Excerpt:
※ ※ ※

These three postcards are part of a series from the Ford exhibit at the 1934 Century of Progress (Chicago World's Fair). The text below these images is from the backs of the postcards.
A drawing by Hugh Ferriss, noted New York artist, of the Ford Exposition Building at the 1934 A Century of Progress at Chicago as it appears at night in its blaze of flood lights. The building is 900 feet long and equivalent to 10 stories in height in its central section. It occupies a tract of eleven acres fronting on Lake Michigan with beautiful Ford Gardens in its foreground.
The evolution of horse-drawn transportation from the primitive chariot to the luxurious vehicles of the latter part of the 19th century is illustrated at the Ford Exposition by 24 types. This is only a part of Henry Ford's collection at Dearborn, Michigan, where he has over 500 carriages, wagons, sleighs and almost every type of vehicle in which the horse was the motive power.

※ ※ ※

Supplied material:

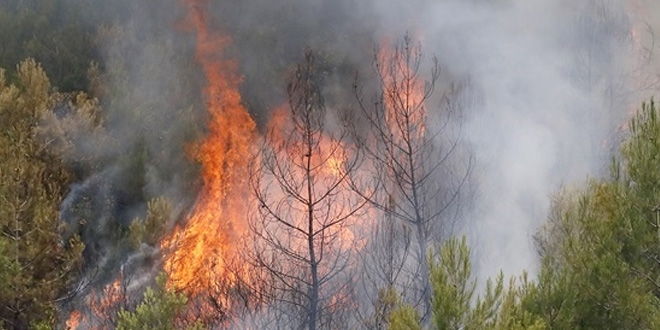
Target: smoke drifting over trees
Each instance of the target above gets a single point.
(538, 93)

※ ※ ※

What to produce: In the postcard text about the Ford exhibit at the 1934 Century of Progress, how long is the Ford Exposition Building?

Result below: 900 feet